Aim of the exercise
In the records from the line with "Pick out the segmented" through the line with "x=341, y=149", change every "exoskeleton" to "shell" and leave the rest as it is. Give back only those lines, without the pictures.

Stored records
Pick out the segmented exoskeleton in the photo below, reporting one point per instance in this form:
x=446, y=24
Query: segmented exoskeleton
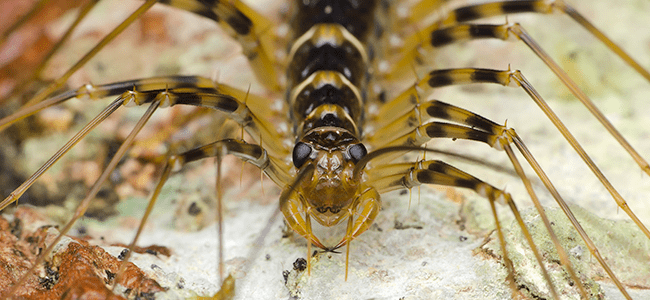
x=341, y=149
==
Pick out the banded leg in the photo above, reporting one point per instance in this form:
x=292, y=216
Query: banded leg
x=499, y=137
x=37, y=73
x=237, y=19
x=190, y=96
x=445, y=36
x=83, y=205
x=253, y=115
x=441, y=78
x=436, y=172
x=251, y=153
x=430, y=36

Written response
Pick out the segmented shell in the photo below, reporting one point per instance in this form:
x=446, y=24
Query: segmented shell
x=341, y=149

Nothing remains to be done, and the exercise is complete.